What is asked: The required output is the line that contains "# draw the outline of every instance of the dog's white" plus every line after it in the listing below, copied exactly as it appears.

Source material:
::::::

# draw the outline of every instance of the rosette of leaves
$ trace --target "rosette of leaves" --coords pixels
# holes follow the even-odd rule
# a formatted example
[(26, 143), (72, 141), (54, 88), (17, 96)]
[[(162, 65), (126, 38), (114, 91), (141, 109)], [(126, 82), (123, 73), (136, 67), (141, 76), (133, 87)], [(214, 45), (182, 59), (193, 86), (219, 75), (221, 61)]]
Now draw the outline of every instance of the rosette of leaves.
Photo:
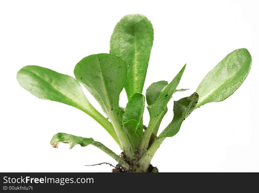
[[(169, 83), (152, 83), (145, 99), (150, 115), (147, 126), (143, 124), (145, 97), (142, 94), (154, 37), (150, 22), (141, 15), (129, 15), (117, 24), (111, 38), (110, 53), (86, 57), (76, 65), (75, 79), (37, 66), (27, 66), (18, 72), (21, 85), (40, 98), (62, 103), (81, 110), (101, 125), (121, 149), (119, 155), (91, 138), (64, 133), (54, 135), (51, 143), (91, 145), (118, 162), (116, 167), (127, 172), (156, 172), (151, 159), (165, 138), (179, 131), (183, 122), (195, 109), (206, 103), (225, 100), (239, 87), (249, 72), (252, 59), (245, 48), (228, 54), (205, 76), (190, 96), (174, 101), (173, 117), (161, 133), (160, 123), (167, 111), (167, 103), (177, 89), (186, 65)], [(107, 117), (90, 103), (80, 84), (99, 104)], [(125, 88), (128, 102), (119, 106), (119, 96)], [(107, 119), (108, 118), (108, 119)], [(118, 168), (117, 168), (118, 169)], [(119, 171), (116, 169), (114, 171)]]

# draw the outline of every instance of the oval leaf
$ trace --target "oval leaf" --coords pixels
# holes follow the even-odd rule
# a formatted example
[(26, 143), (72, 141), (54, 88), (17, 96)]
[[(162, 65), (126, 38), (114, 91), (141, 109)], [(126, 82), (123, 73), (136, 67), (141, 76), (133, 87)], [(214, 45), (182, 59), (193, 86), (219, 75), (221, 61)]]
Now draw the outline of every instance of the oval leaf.
[(38, 98), (62, 103), (79, 109), (93, 118), (119, 144), (110, 123), (90, 103), (74, 78), (38, 66), (27, 66), (17, 73), (20, 85)]
[(126, 155), (133, 156), (130, 142), (123, 129), (119, 106), (119, 94), (127, 75), (125, 63), (109, 54), (91, 55), (75, 67), (76, 78), (95, 98), (108, 115)]
[(195, 109), (198, 99), (198, 95), (194, 93), (190, 96), (174, 101), (174, 118), (159, 138), (172, 137), (176, 134), (182, 122)]
[(227, 56), (204, 77), (196, 90), (200, 96), (197, 108), (225, 99), (243, 83), (251, 68), (252, 58), (245, 48)]
[(119, 113), (119, 94), (127, 74), (122, 60), (108, 54), (91, 55), (77, 64), (74, 73), (76, 79), (95, 97), (109, 118)]
[(33, 95), (43, 99), (62, 103), (84, 111), (91, 106), (74, 78), (38, 66), (27, 66), (17, 73), (20, 85)]
[(167, 81), (162, 80), (153, 83), (147, 89), (146, 98), (148, 105), (153, 104), (158, 98), (161, 91), (168, 84)]
[(135, 93), (142, 92), (153, 39), (152, 24), (142, 15), (124, 16), (114, 28), (110, 53), (127, 65), (124, 87), (128, 98)]

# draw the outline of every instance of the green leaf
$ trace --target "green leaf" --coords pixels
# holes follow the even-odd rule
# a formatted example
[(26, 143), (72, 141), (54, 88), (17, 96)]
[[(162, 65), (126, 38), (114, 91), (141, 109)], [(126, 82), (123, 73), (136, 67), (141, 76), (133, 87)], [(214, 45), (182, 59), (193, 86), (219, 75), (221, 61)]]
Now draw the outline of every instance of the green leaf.
[(74, 78), (37, 66), (27, 66), (17, 73), (20, 85), (43, 99), (62, 103), (83, 111), (91, 111), (91, 105)]
[(94, 140), (92, 138), (85, 138), (64, 133), (58, 133), (52, 137), (50, 144), (53, 147), (57, 147), (60, 143), (69, 143), (69, 148), (72, 149), (76, 145), (79, 144), (82, 147), (84, 147), (93, 141)]
[(145, 97), (140, 93), (135, 93), (129, 99), (123, 116), (124, 125), (132, 147), (138, 145), (143, 135), (142, 119)]
[(198, 99), (198, 95), (194, 93), (190, 96), (174, 101), (174, 118), (158, 138), (172, 137), (176, 134), (182, 122), (195, 109)]
[[(151, 105), (155, 103), (156, 100), (159, 98), (161, 91), (168, 84), (167, 81), (162, 80), (152, 83), (149, 86), (146, 92), (147, 102), (148, 105)], [(185, 91), (187, 90), (188, 89), (176, 89), (175, 90), (174, 93), (177, 91)], [(161, 122), (167, 112), (167, 107), (166, 107), (163, 110), (161, 117), (157, 121), (156, 127), (153, 132), (153, 134), (155, 136), (156, 136), (157, 133)]]
[(225, 99), (243, 83), (250, 71), (252, 58), (246, 49), (236, 50), (227, 56), (204, 77), (196, 90), (197, 108)]
[(159, 97), (155, 100), (155, 103), (147, 106), (150, 119), (158, 119), (162, 114), (180, 82), (186, 66), (186, 65), (184, 66), (172, 81), (162, 90)]
[(17, 73), (20, 85), (37, 97), (62, 103), (87, 113), (102, 125), (119, 144), (112, 125), (90, 103), (74, 78), (48, 68), (27, 66)]
[(122, 158), (102, 144), (94, 141), (92, 138), (85, 138), (64, 133), (58, 133), (53, 136), (50, 141), (50, 144), (53, 147), (57, 147), (60, 143), (69, 143), (70, 145), (69, 149), (72, 148), (77, 144), (79, 144), (82, 147), (91, 144), (110, 156), (124, 168), (129, 170), (132, 169), (130, 166)]
[(153, 39), (152, 24), (142, 15), (124, 16), (114, 28), (110, 53), (127, 65), (124, 87), (128, 98), (135, 93), (142, 92)]
[(167, 113), (167, 111), (168, 110), (167, 107), (166, 107), (164, 109), (165, 110), (163, 111), (163, 112), (161, 114), (161, 116), (157, 120), (157, 123), (156, 124), (156, 126), (153, 131), (153, 132), (152, 133), (153, 135), (155, 136), (156, 136), (157, 135), (157, 132), (158, 132), (158, 130), (159, 129), (159, 127), (160, 126), (161, 122), (162, 122), (162, 120), (163, 120), (163, 118), (164, 118), (164, 117), (165, 116), (165, 115), (166, 113)]
[(130, 142), (122, 128), (119, 106), (119, 94), (127, 78), (125, 63), (111, 54), (91, 55), (77, 64), (74, 73), (77, 81), (97, 100), (112, 121), (125, 154), (132, 154), (127, 155), (130, 157), (133, 156)]
[(123, 121), (131, 119), (138, 121), (142, 117), (145, 105), (145, 97), (140, 93), (135, 93), (129, 99), (123, 115)]
[(167, 81), (162, 80), (153, 83), (150, 85), (146, 92), (146, 98), (148, 105), (154, 103), (159, 97), (161, 91), (168, 84)]
[[(180, 82), (186, 66), (186, 64), (172, 81), (161, 91), (159, 97), (154, 104), (147, 106), (150, 120), (140, 144), (140, 150), (142, 153), (144, 153), (147, 149), (150, 137), (155, 129), (158, 130), (157, 124), (160, 121), (161, 122), (161, 118), (165, 115), (164, 111), (166, 110), (167, 103)], [(157, 132), (157, 131), (156, 132)]]

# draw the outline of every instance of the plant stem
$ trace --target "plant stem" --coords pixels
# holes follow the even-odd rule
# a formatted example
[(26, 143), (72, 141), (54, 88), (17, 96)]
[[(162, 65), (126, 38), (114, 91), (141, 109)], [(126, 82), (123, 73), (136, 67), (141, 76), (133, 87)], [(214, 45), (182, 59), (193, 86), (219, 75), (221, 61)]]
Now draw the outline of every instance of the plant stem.
[(122, 158), (114, 153), (111, 150), (104, 145), (103, 144), (97, 141), (93, 141), (91, 143), (91, 145), (95, 146), (100, 150), (106, 153), (107, 154), (115, 160), (118, 162), (125, 169), (130, 170), (132, 169), (130, 166)]
[(115, 118), (111, 118), (111, 119), (112, 120), (115, 131), (122, 146), (122, 150), (126, 156), (131, 160), (135, 157), (134, 152), (129, 137), (123, 129), (121, 119), (119, 119), (118, 117), (114, 116), (113, 117), (115, 117)]
[(147, 149), (150, 137), (153, 132), (153, 131), (156, 127), (160, 117), (160, 116), (158, 117), (158, 119), (157, 118), (151, 119), (150, 121), (148, 126), (145, 131), (140, 146), (140, 149), (141, 156), (143, 155)]
[(139, 167), (143, 170), (143, 172), (145, 172), (147, 170), (151, 159), (165, 138), (159, 138), (154, 141), (138, 162)]

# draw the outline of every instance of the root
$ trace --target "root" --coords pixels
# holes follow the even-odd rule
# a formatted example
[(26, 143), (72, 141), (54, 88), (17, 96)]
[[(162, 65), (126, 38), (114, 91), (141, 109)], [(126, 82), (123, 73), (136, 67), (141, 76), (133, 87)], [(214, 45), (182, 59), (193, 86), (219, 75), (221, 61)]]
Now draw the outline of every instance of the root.
[(109, 165), (110, 166), (111, 166), (112, 167), (113, 167), (115, 168), (116, 167), (114, 166), (114, 165), (113, 165), (112, 164), (110, 164), (109, 163), (107, 163), (107, 162), (102, 162), (102, 163), (100, 163), (99, 164), (93, 164), (92, 165), (84, 165), (85, 166), (93, 166), (95, 165), (102, 165), (102, 164), (106, 164), (106, 165)]

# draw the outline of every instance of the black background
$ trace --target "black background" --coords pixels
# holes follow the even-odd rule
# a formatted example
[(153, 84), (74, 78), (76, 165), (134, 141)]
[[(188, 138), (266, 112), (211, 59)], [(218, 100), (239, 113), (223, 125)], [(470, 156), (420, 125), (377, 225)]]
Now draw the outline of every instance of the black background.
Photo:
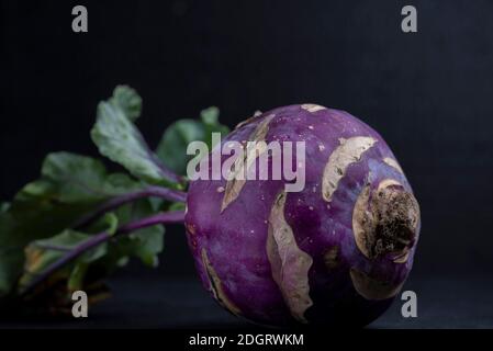
[[(96, 105), (117, 83), (144, 98), (150, 145), (209, 105), (234, 126), (315, 102), (359, 116), (397, 156), (422, 207), (413, 274), (492, 273), (493, 1), (0, 3), (1, 200), (49, 151), (96, 156)], [(401, 31), (408, 3), (418, 33)], [(88, 33), (71, 31), (76, 4)], [(168, 229), (165, 276), (193, 274), (183, 234)]]

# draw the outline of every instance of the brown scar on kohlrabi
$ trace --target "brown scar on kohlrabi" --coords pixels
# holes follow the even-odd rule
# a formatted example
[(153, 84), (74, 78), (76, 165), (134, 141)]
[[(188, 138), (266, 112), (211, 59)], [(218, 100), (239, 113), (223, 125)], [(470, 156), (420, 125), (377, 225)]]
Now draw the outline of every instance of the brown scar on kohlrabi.
[(324, 168), (322, 178), (322, 197), (332, 201), (339, 181), (346, 174), (347, 168), (358, 162), (361, 156), (370, 149), (377, 139), (369, 136), (355, 136), (348, 139), (340, 138), (340, 145), (330, 154)]
[(287, 193), (282, 191), (274, 200), (267, 235), (267, 257), (272, 278), (288, 305), (291, 315), (301, 322), (306, 309), (313, 305), (310, 297), (309, 271), (313, 259), (298, 247), (293, 230), (285, 222)]
[(374, 191), (367, 184), (352, 210), (352, 233), (358, 249), (368, 258), (388, 253), (405, 263), (415, 244), (419, 206), (414, 195), (394, 179), (382, 180)]
[(242, 310), (226, 296), (226, 293), (223, 290), (223, 283), (221, 282), (221, 279), (212, 267), (205, 249), (202, 249), (201, 254), (202, 264), (205, 268), (205, 272), (208, 273), (209, 284), (211, 286), (211, 292), (214, 295), (214, 298), (232, 314), (239, 316), (242, 314)]
[[(248, 148), (247, 151), (243, 154), (243, 157), (238, 157), (233, 167), (233, 177), (226, 182), (226, 188), (224, 190), (223, 202), (221, 204), (221, 212), (226, 210), (226, 207), (238, 197), (242, 192), (243, 186), (246, 183), (246, 170), (248, 167), (255, 162), (257, 157), (267, 150), (267, 144), (265, 143), (267, 133), (269, 132), (269, 123), (274, 117), (274, 114), (270, 114), (265, 117), (250, 134), (248, 141), (254, 141), (255, 147)], [(264, 143), (262, 143), (264, 141)], [(245, 149), (245, 148), (244, 148)], [(247, 163), (248, 162), (248, 163)], [(246, 169), (245, 169), (246, 168)], [(243, 179), (237, 179), (238, 174), (244, 174)]]
[(399, 162), (395, 159), (393, 159), (391, 157), (385, 157), (383, 159), (383, 162), (385, 162), (386, 165), (389, 165), (393, 169), (396, 169), (400, 173), (404, 173), (404, 171), (401, 168), (401, 165), (399, 165)]
[(317, 105), (315, 103), (304, 103), (304, 104), (301, 105), (301, 107), (303, 110), (306, 110), (307, 112), (312, 112), (312, 113), (321, 111), (321, 110), (327, 110), (327, 107)]
[(351, 268), (349, 274), (352, 286), (366, 299), (379, 301), (394, 297), (404, 284), (404, 282), (392, 284), (391, 282), (380, 281), (355, 268)]

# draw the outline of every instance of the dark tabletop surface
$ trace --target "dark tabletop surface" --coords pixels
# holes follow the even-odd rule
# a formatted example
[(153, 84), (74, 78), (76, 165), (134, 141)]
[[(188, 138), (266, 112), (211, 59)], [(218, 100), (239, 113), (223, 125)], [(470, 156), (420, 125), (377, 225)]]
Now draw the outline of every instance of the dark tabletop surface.
[[(204, 328), (232, 329), (249, 325), (220, 308), (193, 278), (116, 276), (113, 296), (89, 309), (88, 318), (15, 320), (0, 318), (0, 328)], [(404, 290), (417, 294), (417, 318), (401, 316), (402, 303), (369, 328), (493, 328), (493, 279), (488, 275), (419, 278)]]

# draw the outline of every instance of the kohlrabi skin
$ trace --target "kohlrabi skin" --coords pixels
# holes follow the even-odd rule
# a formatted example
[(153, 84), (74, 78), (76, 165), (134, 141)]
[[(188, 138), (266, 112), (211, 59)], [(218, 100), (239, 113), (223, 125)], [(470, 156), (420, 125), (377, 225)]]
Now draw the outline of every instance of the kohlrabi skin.
[(291, 165), (305, 168), (305, 184), (287, 192), (284, 180), (191, 182), (186, 228), (204, 287), (262, 325), (379, 317), (411, 271), (421, 226), (382, 137), (347, 112), (302, 104), (245, 121), (222, 147), (232, 140), (305, 141), (305, 163)]

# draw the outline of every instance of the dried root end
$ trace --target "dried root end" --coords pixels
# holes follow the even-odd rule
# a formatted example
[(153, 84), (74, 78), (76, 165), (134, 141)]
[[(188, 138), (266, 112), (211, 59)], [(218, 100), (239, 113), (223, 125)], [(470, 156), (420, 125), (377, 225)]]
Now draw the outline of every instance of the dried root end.
[(412, 193), (391, 179), (370, 193), (365, 186), (352, 212), (352, 231), (359, 250), (369, 259), (393, 256), (395, 263), (407, 261), (415, 244), (419, 206)]

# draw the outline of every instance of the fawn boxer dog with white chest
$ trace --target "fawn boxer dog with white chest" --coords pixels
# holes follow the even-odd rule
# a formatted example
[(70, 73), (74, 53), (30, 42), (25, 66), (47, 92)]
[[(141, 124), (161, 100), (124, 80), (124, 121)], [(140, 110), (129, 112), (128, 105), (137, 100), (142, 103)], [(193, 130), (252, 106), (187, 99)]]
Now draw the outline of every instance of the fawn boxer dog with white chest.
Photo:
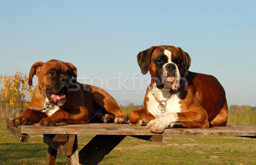
[(225, 91), (214, 77), (188, 71), (191, 59), (180, 47), (153, 46), (140, 52), (138, 64), (151, 82), (144, 107), (131, 112), (130, 124), (147, 124), (152, 132), (168, 127), (225, 126), (228, 108)]
[(72, 64), (56, 60), (34, 64), (29, 84), (35, 75), (38, 83), (30, 104), (11, 124), (18, 126), (29, 122), (41, 126), (58, 122), (86, 124), (98, 118), (105, 122), (125, 123), (128, 116), (114, 98), (103, 89), (76, 82), (77, 69)]

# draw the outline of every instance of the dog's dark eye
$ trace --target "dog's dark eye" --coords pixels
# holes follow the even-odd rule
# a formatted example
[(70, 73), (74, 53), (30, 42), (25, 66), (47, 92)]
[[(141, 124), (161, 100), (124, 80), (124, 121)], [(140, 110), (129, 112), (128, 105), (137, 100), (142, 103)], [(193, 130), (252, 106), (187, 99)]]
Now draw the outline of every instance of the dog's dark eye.
[(180, 67), (182, 66), (182, 64), (181, 63), (180, 63), (180, 62), (177, 62), (176, 63), (176, 65), (177, 65), (178, 67)]
[(67, 72), (67, 75), (69, 75), (69, 76), (71, 77), (72, 76), (72, 72)]
[(55, 75), (55, 73), (54, 73), (54, 72), (49, 72), (48, 74), (50, 76), (52, 76)]

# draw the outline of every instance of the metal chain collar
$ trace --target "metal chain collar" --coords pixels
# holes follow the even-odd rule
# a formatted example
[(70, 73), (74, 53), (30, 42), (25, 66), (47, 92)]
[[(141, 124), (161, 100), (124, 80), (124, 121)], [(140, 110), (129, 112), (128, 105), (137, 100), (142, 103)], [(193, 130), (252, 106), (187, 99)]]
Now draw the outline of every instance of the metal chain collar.
[[(172, 98), (175, 95), (176, 95), (177, 93), (180, 88), (180, 87), (181, 87), (182, 86), (182, 85), (183, 85), (183, 84), (184, 83), (184, 80), (185, 80), (185, 76), (183, 77), (182, 80), (181, 80), (181, 81), (180, 81), (180, 87), (179, 87), (179, 88), (178, 88), (177, 89), (175, 90), (174, 92), (173, 92), (173, 93), (172, 93), (172, 95), (171, 95), (166, 99), (165, 100), (161, 100), (161, 101), (159, 100), (159, 99), (158, 98), (157, 98), (157, 96), (156, 96), (155, 95), (152, 89), (151, 88), (151, 87), (152, 86), (152, 82), (151, 82), (150, 83), (150, 91), (151, 92), (151, 93), (152, 93), (152, 95), (155, 98), (155, 99), (157, 102), (157, 103), (158, 103), (158, 104), (159, 104), (159, 105), (158, 105), (158, 109), (159, 110), (160, 110), (161, 111), (165, 110), (166, 107), (166, 105), (167, 104), (167, 101), (170, 98)], [(153, 87), (152, 88), (153, 88)]]
[(40, 90), (40, 93), (41, 93), (41, 95), (42, 95), (42, 97), (43, 98), (43, 99), (44, 99), (44, 102), (45, 103), (45, 106), (44, 106), (44, 107), (41, 108), (41, 109), (35, 109), (35, 108), (31, 108), (31, 107), (29, 108), (29, 109), (31, 109), (32, 110), (38, 110), (38, 111), (41, 111), (42, 110), (45, 110), (47, 109), (52, 108), (52, 107), (53, 107), (53, 104), (50, 103), (47, 103), (46, 101), (45, 101), (45, 99), (44, 98), (44, 96), (43, 93), (42, 93), (42, 90), (41, 90), (41, 88), (40, 87), (39, 87), (39, 90)]

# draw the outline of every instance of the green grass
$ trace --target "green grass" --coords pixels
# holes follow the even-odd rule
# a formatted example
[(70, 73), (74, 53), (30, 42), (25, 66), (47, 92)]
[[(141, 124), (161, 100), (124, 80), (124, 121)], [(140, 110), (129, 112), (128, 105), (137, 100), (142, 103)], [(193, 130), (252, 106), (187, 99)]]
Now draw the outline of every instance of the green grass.
[[(0, 123), (0, 164), (45, 164), (48, 147), (42, 135), (29, 135), (22, 143)], [(78, 135), (79, 149), (93, 137)], [(256, 139), (233, 136), (164, 136), (161, 142), (127, 136), (100, 164), (254, 164), (256, 146)], [(66, 163), (58, 153), (55, 164)]]
[[(122, 108), (128, 114), (140, 109)], [(22, 143), (6, 129), (6, 123), (0, 120), (0, 164), (45, 164), (48, 146), (42, 135), (29, 135), (29, 142)], [(256, 107), (230, 106), (227, 124), (256, 125)], [(78, 135), (79, 150), (93, 137)], [(255, 146), (256, 139), (234, 136), (164, 136), (161, 142), (127, 136), (99, 164), (255, 164)], [(66, 163), (66, 157), (58, 153), (55, 164)]]

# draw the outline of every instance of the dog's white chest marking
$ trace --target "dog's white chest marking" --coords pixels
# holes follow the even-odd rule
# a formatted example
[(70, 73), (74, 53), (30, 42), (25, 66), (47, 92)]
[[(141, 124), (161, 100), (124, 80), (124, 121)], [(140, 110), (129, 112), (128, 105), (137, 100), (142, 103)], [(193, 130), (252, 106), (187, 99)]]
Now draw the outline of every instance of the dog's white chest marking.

::::::

Written answer:
# draw the outline of every instance of the dog's white chest marking
$ trace --target "dog's white chest marking" --coords pixels
# holes follow the even-odd rule
# a formatted example
[(70, 73), (74, 53), (30, 42), (25, 66), (47, 92)]
[[(141, 124), (161, 100), (124, 80), (124, 121)], [(140, 110), (129, 112), (128, 105), (137, 100), (142, 103)], [(193, 130), (252, 106), (187, 99)]]
Now draw the outline of every instance of the dog's white chest marking.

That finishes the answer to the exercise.